■ **AIM OF THE TASK**
Where does the word "white" occur in the material? Copy each line that has it.

■ **DATA UNDER STUDY**
****************************************

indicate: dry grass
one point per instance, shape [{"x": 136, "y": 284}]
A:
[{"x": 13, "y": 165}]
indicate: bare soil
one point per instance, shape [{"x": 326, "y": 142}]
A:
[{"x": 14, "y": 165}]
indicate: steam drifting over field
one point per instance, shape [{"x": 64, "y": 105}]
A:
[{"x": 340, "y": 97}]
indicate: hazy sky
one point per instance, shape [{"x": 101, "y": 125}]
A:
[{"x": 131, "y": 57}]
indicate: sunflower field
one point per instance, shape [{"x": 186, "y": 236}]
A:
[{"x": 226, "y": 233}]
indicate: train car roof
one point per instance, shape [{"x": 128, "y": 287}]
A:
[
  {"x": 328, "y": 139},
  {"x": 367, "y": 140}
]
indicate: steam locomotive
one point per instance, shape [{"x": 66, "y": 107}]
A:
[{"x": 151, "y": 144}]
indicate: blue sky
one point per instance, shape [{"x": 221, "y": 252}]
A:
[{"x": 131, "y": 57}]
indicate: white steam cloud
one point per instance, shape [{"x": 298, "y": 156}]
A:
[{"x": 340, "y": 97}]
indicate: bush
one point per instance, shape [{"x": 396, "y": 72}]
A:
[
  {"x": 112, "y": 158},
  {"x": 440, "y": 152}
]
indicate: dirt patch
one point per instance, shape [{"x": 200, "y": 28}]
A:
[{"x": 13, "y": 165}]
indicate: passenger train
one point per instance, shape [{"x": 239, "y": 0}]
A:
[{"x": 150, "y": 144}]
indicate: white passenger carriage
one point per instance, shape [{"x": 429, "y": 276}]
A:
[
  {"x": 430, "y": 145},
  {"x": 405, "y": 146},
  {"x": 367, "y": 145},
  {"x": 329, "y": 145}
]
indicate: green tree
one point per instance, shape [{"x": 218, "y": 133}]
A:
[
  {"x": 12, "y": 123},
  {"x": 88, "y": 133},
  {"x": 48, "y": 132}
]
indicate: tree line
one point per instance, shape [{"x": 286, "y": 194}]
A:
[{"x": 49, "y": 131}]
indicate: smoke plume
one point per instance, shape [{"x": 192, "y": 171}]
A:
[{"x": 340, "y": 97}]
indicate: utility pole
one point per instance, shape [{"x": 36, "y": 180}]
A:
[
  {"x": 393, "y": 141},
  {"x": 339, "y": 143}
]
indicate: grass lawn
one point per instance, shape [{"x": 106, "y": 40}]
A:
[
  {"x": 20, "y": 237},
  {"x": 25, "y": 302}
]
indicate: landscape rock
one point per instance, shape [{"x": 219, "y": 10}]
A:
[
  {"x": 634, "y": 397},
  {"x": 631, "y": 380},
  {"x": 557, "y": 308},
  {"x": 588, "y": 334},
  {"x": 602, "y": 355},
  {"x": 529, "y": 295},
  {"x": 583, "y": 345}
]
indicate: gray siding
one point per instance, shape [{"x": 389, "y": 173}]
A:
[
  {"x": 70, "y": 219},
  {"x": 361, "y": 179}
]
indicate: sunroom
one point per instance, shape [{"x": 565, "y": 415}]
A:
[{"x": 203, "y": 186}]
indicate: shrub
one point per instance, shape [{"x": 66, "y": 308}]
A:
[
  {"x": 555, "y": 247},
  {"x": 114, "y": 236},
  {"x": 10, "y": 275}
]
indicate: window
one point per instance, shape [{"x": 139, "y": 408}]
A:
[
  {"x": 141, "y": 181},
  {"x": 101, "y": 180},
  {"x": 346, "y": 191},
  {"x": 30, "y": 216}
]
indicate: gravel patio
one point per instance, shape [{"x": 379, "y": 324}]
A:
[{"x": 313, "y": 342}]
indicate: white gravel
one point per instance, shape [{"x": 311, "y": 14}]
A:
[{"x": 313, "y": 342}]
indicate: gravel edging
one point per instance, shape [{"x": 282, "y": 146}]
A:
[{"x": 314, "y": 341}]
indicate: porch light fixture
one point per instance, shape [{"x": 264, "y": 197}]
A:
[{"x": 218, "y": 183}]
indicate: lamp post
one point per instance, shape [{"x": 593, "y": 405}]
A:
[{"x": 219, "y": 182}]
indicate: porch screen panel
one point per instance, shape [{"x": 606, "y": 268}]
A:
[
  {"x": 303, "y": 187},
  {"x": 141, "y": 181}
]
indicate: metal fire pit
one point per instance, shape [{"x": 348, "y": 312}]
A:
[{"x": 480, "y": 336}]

****************************************

■ **EXPECTED ANSWER**
indicate: white steam cloud
indicate: white passenger carriage
indicate: white gravel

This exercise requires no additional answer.